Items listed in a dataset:
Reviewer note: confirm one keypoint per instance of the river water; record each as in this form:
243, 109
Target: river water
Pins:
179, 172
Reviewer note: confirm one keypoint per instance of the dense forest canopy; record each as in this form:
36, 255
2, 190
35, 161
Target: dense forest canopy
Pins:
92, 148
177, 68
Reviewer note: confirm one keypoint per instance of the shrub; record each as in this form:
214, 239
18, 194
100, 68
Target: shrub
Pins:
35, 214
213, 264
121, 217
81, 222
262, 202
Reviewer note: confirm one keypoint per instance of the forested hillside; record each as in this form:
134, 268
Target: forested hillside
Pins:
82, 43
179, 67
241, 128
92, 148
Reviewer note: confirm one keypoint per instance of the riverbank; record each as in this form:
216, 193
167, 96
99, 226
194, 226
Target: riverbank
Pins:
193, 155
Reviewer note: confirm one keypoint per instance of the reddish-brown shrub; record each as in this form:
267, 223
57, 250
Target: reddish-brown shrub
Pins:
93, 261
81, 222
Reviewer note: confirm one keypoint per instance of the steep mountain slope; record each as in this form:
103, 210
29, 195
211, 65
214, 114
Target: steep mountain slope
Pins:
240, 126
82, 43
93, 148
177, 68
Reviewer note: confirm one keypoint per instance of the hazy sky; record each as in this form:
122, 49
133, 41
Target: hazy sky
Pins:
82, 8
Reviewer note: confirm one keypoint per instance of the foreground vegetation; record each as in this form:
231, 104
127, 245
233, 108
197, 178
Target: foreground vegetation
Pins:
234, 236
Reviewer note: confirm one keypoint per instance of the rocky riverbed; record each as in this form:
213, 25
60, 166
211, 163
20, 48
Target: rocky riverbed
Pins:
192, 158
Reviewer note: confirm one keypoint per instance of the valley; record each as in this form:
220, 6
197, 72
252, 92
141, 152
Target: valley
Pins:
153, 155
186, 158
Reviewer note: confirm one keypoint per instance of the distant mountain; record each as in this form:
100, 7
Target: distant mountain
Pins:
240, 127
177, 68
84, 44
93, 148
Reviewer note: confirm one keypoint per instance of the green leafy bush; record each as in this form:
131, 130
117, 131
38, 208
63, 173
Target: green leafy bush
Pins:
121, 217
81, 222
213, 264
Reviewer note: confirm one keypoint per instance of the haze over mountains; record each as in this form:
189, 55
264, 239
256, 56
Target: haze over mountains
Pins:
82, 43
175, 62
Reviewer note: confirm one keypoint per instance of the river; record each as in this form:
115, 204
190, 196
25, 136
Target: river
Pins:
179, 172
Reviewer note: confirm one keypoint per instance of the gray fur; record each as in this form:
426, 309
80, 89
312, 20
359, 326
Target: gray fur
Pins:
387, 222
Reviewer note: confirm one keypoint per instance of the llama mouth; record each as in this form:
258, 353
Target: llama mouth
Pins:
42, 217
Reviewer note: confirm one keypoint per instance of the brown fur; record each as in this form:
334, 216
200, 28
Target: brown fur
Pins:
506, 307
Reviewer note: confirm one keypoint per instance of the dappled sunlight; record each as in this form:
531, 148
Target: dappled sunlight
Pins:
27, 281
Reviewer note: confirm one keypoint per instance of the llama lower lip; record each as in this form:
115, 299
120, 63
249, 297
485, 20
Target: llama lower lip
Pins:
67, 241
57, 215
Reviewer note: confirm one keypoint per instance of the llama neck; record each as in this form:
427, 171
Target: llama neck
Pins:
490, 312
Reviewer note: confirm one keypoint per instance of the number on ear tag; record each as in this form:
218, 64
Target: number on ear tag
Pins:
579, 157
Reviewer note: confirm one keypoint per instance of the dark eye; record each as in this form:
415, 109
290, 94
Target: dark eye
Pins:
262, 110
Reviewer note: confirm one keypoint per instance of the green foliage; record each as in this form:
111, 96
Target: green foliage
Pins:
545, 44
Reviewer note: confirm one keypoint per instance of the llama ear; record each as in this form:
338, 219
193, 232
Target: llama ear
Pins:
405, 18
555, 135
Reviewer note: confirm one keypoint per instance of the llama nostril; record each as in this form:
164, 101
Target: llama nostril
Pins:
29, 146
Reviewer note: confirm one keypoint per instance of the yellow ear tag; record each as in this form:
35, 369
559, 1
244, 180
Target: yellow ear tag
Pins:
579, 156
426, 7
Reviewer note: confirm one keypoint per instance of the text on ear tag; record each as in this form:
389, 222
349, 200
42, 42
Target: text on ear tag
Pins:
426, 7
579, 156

## WHAT IS NEEDED
Print the listing above in its entirety, with every line exact.

## OUTPUT FOR THIS EXERCISE
Reviewer note: confirm one keypoint per instance of the river water; record each as in this form:
243, 109
Target: river water
Pins:
179, 172
Reviewer note: confirm one keypoint per instance of the dense forest canopy; record each as in this form:
36, 255
2, 190
35, 161
Target: dense forest canopy
Pins:
92, 148
177, 68
Reviewer note: confirm one keypoint per instance of the shrub; record each as in this form:
214, 239
18, 194
100, 68
Target: shrub
Pins:
35, 214
213, 264
121, 217
81, 222
262, 202
Reviewer note: confirm one keypoint per instance of the forested hillside; record each as in this form:
134, 268
Target: forested hillside
Pins:
82, 43
179, 67
241, 128
92, 148
Reviewer note: confirm one keypoint per instance of the riverbank; record each as in this form:
216, 193
167, 96
99, 226
194, 226
Target: riverbank
Pins:
193, 155
Reviewer note: confirm one keypoint per instance of the reddish-brown shrub; record each as in this form:
267, 223
57, 250
Target: reddish-brown shrub
Pins:
93, 261
81, 222
Reviewer note: confirm one keypoint per instance of the steep mountain slope; record each as in this form:
103, 210
29, 195
211, 65
214, 114
Target: steep mountain slope
Pins:
240, 126
82, 43
93, 148
177, 68
Reviewer note: confirm one keypoint per instance of the hazy sky; record each as in this form:
122, 49
133, 41
Target: hazy sky
Pins:
82, 8
Reviewer note: confirm one keypoint per instance of the foreground vegetation; record each as in this form:
231, 104
127, 245
233, 108
197, 178
Target: foreground vegetation
Pins:
234, 236
Reviewer note: confirm one keypoint per instance of the rocky riverbed; record each as in this form:
213, 25
60, 166
211, 163
20, 48
Target: rocky riverbed
Pins:
192, 158
Reviewer note: confirm one keypoint per instance of the valley; record each as in this form:
220, 6
197, 72
252, 92
141, 152
Target: valley
Pins:
153, 155
186, 158
Reviewer note: confirm one keypoint per instance of the distant mountain; record each as in this form:
100, 7
Target: distant mountain
Pins:
240, 127
177, 68
84, 44
93, 148
Reviewer note: confirm one keypoint per instance of the green leafy bush; record each as in this form:
131, 130
117, 131
38, 208
63, 173
Target: green leafy bush
Pins:
121, 217
81, 222
213, 264
Reviewer note: confirm one keypoint per instance of the haze over mountains; record each as in this form:
189, 55
264, 239
256, 56
Target: haze over mountains
Pins:
82, 43
175, 62
Reviewer note: confirm one keypoint per instance of the river; record each as in this form:
115, 204
190, 196
25, 136
Target: river
Pins:
179, 172
Reviewer note: confirm one keypoint per instance of the gray fur; record each as in this form:
426, 309
80, 89
312, 20
359, 326
Target: gray fur
Pins:
387, 222
Reviewer note: confirm one keypoint per instance of the llama mouth; record each as in this form:
258, 353
Target: llama mouth
Pins:
42, 217
Reviewer note: confirm one keypoint per instance of the brown fur; record each as in this form:
334, 216
200, 28
Target: brown fur
Pins:
506, 307
Reviewer note: confirm one keypoint per instance of the dappled sunlight; record each as in this form:
531, 148
Target: dappled sunlight
Pins:
27, 281
Reviewer note: confirm one keypoint per instance of the llama lower lip; record each as in this form:
115, 299
120, 63
249, 297
485, 20
Target: llama lower lip
Pins:
67, 241
57, 215
Reviewer note: confirm one keypoint per instance of the llama neck; record each as in this form:
427, 171
Target: llama neck
Pins:
490, 312
Reviewer note: confirm one keypoint per instance of the number on ear tag; record each as in this form:
218, 64
Target: number on ear tag
Pins:
579, 157
Reviewer note: confirm one keypoint per instance of the dark eye; record each as in this form:
415, 109
290, 94
Target: dark eye
Pins:
262, 110
Reviewer note: confirm one keypoint per instance of the green foliage; record each as in this form:
111, 96
Target: green foliage
Pins:
545, 44
Reviewer note: confirm one keypoint per instance of the llama ear; record each as in this form:
338, 219
193, 232
Target: llama ear
Pins:
405, 18
555, 135
Reviewer note: confirm one keypoint per instance of the llama nostril; record each as in this form:
164, 101
Target: llama nostril
Pins:
29, 146
Reviewer note: confirm one keypoint per instance of the yellow ear tag; record each as in this form:
35, 369
559, 1
244, 180
Target: yellow ear tag
Pins:
579, 156
426, 7
Reviewer note: confirm one keypoint per instance of the text on ear tag; record each as in this form:
389, 222
349, 200
42, 42
Target: text on ear tag
Pins:
426, 7
579, 156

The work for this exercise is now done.